- Texto:
###

Livro: O Buraco na Parede
Autor: Rubem Fonseca
Páginas: 159
Preço: R$ 15

Começa a chegar amanhã às livrarias o novo livro de Rubem Fonseca, 70, o volume de contos ``O Buraco na Parede".
Há motivo para comemorar. Aparentemente curado da síndrome de Umberto Eco que nos últimos anos o fez produzir livros pretensiosos e invertebrados, o autor está de volta ao seu elemento: a narrativa curta centrada no tema da violência.
Como provam as oito histórias de ``O Buraco na Parede", nenhum outro autor nacional sabe transformar como Fonseca a velocidade narrativa, a alternância de vozes e a crueza verbal em armas de ataque. O leitor que se cuide.
Não se trata só da força bruta reinante no universo policial, que o escritor, como ex-delegado, conheceu por dentro. Nem tampouco da violência ocasional, psicológica, de indivíduos perturbados pela ``loucura da vida urbana". É de uma brutalidade mais congênita e essencial que fala Rubem Fonseca.
Nos contos de ``O Buraco na Parede", essa brutalidade não é patrimônio de nenhuma classe ou meio social. É uma espécie de resquício ancestral e bárbaro que espreita no fundo de cada indivíduo.

###

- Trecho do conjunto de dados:
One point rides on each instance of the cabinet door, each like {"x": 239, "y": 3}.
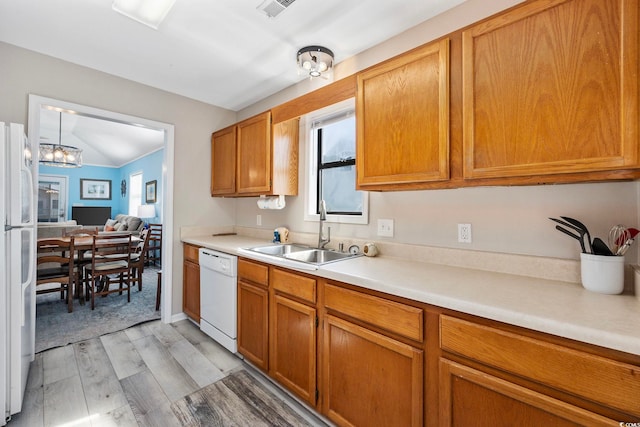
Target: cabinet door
{"x": 253, "y": 327}
{"x": 254, "y": 155}
{"x": 552, "y": 87}
{"x": 402, "y": 131}
{"x": 370, "y": 379}
{"x": 471, "y": 397}
{"x": 293, "y": 347}
{"x": 223, "y": 162}
{"x": 191, "y": 290}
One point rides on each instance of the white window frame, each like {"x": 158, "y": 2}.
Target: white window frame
{"x": 311, "y": 175}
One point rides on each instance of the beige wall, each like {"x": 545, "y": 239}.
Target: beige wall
{"x": 23, "y": 72}
{"x": 504, "y": 219}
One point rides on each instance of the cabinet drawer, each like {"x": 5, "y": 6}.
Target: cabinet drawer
{"x": 191, "y": 253}
{"x": 294, "y": 284}
{"x": 614, "y": 384}
{"x": 253, "y": 272}
{"x": 399, "y": 318}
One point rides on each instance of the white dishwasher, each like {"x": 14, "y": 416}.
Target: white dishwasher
{"x": 218, "y": 297}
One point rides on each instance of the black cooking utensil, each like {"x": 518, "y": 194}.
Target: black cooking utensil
{"x": 573, "y": 227}
{"x": 570, "y": 234}
{"x": 601, "y": 248}
{"x": 583, "y": 227}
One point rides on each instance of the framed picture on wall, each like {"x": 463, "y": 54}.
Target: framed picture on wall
{"x": 150, "y": 191}
{"x": 95, "y": 189}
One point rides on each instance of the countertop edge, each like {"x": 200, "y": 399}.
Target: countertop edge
{"x": 469, "y": 291}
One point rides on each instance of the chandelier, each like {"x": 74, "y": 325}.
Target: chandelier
{"x": 315, "y": 60}
{"x": 59, "y": 155}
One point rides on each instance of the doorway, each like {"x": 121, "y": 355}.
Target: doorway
{"x": 38, "y": 103}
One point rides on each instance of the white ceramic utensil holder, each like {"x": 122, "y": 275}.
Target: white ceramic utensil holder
{"x": 602, "y": 274}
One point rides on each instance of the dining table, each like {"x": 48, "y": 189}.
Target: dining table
{"x": 82, "y": 244}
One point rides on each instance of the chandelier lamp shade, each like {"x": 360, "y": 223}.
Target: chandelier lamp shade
{"x": 315, "y": 60}
{"x": 59, "y": 155}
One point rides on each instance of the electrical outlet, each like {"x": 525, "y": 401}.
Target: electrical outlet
{"x": 385, "y": 227}
{"x": 464, "y": 233}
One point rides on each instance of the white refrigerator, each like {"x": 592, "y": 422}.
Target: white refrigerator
{"x": 17, "y": 266}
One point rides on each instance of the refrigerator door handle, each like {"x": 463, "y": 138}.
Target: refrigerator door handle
{"x": 30, "y": 272}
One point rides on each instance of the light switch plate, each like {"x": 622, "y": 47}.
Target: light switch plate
{"x": 385, "y": 227}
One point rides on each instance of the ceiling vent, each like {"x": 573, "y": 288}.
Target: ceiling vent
{"x": 274, "y": 7}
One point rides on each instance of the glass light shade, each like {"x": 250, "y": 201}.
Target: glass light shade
{"x": 59, "y": 155}
{"x": 315, "y": 60}
{"x": 147, "y": 12}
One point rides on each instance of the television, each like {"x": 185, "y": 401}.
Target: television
{"x": 91, "y": 215}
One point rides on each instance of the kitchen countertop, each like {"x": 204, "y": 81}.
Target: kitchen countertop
{"x": 559, "y": 308}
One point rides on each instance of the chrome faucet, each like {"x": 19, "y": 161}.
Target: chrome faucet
{"x": 323, "y": 217}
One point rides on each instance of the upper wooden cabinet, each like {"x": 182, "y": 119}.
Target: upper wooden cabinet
{"x": 223, "y": 162}
{"x": 402, "y": 126}
{"x": 552, "y": 87}
{"x": 254, "y": 158}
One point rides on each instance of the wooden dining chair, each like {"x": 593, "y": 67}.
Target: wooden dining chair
{"x": 56, "y": 264}
{"x": 81, "y": 258}
{"x": 138, "y": 259}
{"x": 110, "y": 256}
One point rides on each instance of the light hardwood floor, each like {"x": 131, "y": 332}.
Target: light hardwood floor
{"x": 128, "y": 378}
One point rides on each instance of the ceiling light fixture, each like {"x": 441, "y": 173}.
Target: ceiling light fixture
{"x": 315, "y": 60}
{"x": 63, "y": 156}
{"x": 147, "y": 12}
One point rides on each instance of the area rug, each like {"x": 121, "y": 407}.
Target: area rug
{"x": 56, "y": 327}
{"x": 236, "y": 400}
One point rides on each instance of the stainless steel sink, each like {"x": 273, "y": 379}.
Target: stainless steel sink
{"x": 279, "y": 250}
{"x": 302, "y": 253}
{"x": 318, "y": 256}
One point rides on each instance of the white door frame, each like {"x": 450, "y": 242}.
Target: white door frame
{"x": 36, "y": 102}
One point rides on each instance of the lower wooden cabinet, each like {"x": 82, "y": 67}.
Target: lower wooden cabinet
{"x": 469, "y": 397}
{"x": 293, "y": 322}
{"x": 191, "y": 282}
{"x": 370, "y": 379}
{"x": 293, "y": 347}
{"x": 253, "y": 342}
{"x": 387, "y": 361}
{"x": 253, "y": 312}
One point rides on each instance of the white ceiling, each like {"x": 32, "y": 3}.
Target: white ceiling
{"x": 103, "y": 142}
{"x": 222, "y": 52}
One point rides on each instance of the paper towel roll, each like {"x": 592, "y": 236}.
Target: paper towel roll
{"x": 272, "y": 202}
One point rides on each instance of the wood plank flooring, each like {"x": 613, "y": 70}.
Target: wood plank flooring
{"x": 129, "y": 378}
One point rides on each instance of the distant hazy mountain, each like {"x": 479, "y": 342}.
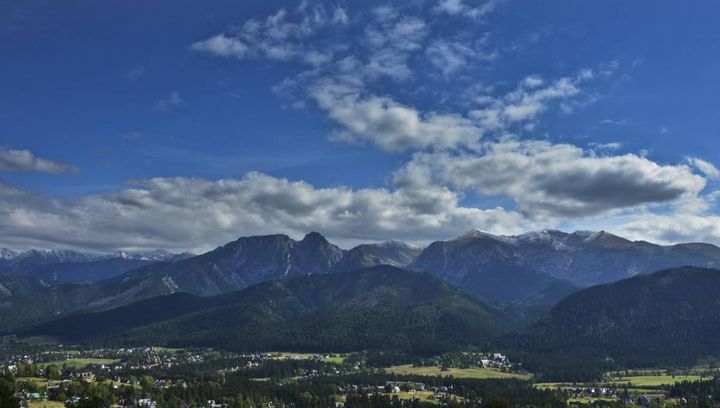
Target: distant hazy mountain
{"x": 533, "y": 271}
{"x": 394, "y": 253}
{"x": 489, "y": 267}
{"x": 582, "y": 258}
{"x": 72, "y": 266}
{"x": 670, "y": 317}
{"x": 19, "y": 285}
{"x": 381, "y": 307}
{"x": 234, "y": 266}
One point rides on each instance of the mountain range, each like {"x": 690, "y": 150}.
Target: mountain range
{"x": 531, "y": 272}
{"x": 378, "y": 307}
{"x": 73, "y": 266}
{"x": 668, "y": 318}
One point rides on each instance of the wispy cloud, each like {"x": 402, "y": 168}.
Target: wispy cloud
{"x": 26, "y": 161}
{"x": 172, "y": 101}
{"x": 705, "y": 167}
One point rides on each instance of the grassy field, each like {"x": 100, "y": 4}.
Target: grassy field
{"x": 46, "y": 404}
{"x": 336, "y": 358}
{"x": 424, "y": 396}
{"x": 480, "y": 373}
{"x": 78, "y": 362}
{"x": 654, "y": 380}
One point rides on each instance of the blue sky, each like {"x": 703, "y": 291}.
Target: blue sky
{"x": 182, "y": 125}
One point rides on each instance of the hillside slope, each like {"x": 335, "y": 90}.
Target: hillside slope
{"x": 670, "y": 317}
{"x": 381, "y": 307}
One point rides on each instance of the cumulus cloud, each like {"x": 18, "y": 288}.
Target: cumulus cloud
{"x": 386, "y": 123}
{"x": 342, "y": 92}
{"x": 559, "y": 180}
{"x": 281, "y": 36}
{"x": 26, "y": 161}
{"x": 705, "y": 167}
{"x": 189, "y": 213}
{"x": 392, "y": 38}
{"x": 459, "y": 7}
{"x": 172, "y": 101}
{"x": 452, "y": 56}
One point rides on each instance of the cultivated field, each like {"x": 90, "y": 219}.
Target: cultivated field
{"x": 480, "y": 373}
{"x": 78, "y": 362}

###

- Instruções das tarefas:
• a. Copie na íntegra, sem nenhuma alteração, a resenha sobre o livro "O Buraco na Parede".
• b. Por favor, reescreva apenas o trecho da listagem que vai da linha com "One point rides on each instance of the blue" até o fim da listagem, trocando "cumulus cloud" por "storm cloud" e mantendo todo o resto igual.

- Resultados:
• a.
Livro: O Buraco na Parede
Autor: Rubem Fonseca
Páginas: 159
Preço: R$ 15

Começa a chegar amanhã às livrarias o novo livro de Rubem Fonseca, 70, o volume de contos ``O Buraco na Parede".
Há motivo para comemorar. Aparentemente curado da síndrome de Umberto Eco que nos últimos anos o fez produzir livros pretensiosos e invertebrados, o autor está de volta ao seu elemento: a narrativa curta centrada no tema da violência.
Como provam as oito histórias de ``O Buraco na Parede", nenhum outro autor nacional sabe transformar como Fonseca a velocidade narrativa, a alternância de vozes e a crueza verbal em armas de ataque. O leitor que se cuide.
Não se trata só da força bruta reinante no universo policial, que o escritor, como ex-delegado, conheceu por dentro. Nem tampouco da violência ocasional, psicológica, de indivíduos perturbados pela ``loucura da vida urbana". É de uma brutalidade mais congênita e essencial que fala Rubem Fonseca.
Nos contos de ``O Buraco na Parede", essa brutalidade não é patrimônio de nenhuma classe ou meio social. É uma espécie de resquício ancestral e bárbaro que espreita no fundo de cada indivíduo.

• b.
One point rides on each instance of the blue sky, each like {"x": 703, "y": 291}.
Target: blue sky
{"x": 182, "y": 125}
One point rides on each instance of the hillside slope, each like {"x": 335, "y": 90}.
Target: hillside slope
{"x": 670, "y": 317}
{"x": 381, "y": 307}
One point rides on each instance of the storm cloud, each like {"x": 18, "y": 288}.
Target: storm cloud
{"x": 386, "y": 123}
{"x": 342, "y": 92}
{"x": 559, "y": 180}
{"x": 281, "y": 36}
{"x": 26, "y": 161}
{"x": 705, "y": 167}
{"x": 189, "y": 213}
{"x": 392, "y": 38}
{"x": 459, "y": 7}
{"x": 172, "y": 101}
{"x": 452, "y": 56}
One point rides on each instance of the cultivated field, each like {"x": 90, "y": 219}.
Target: cultivated field
{"x": 480, "y": 373}
{"x": 78, "y": 362}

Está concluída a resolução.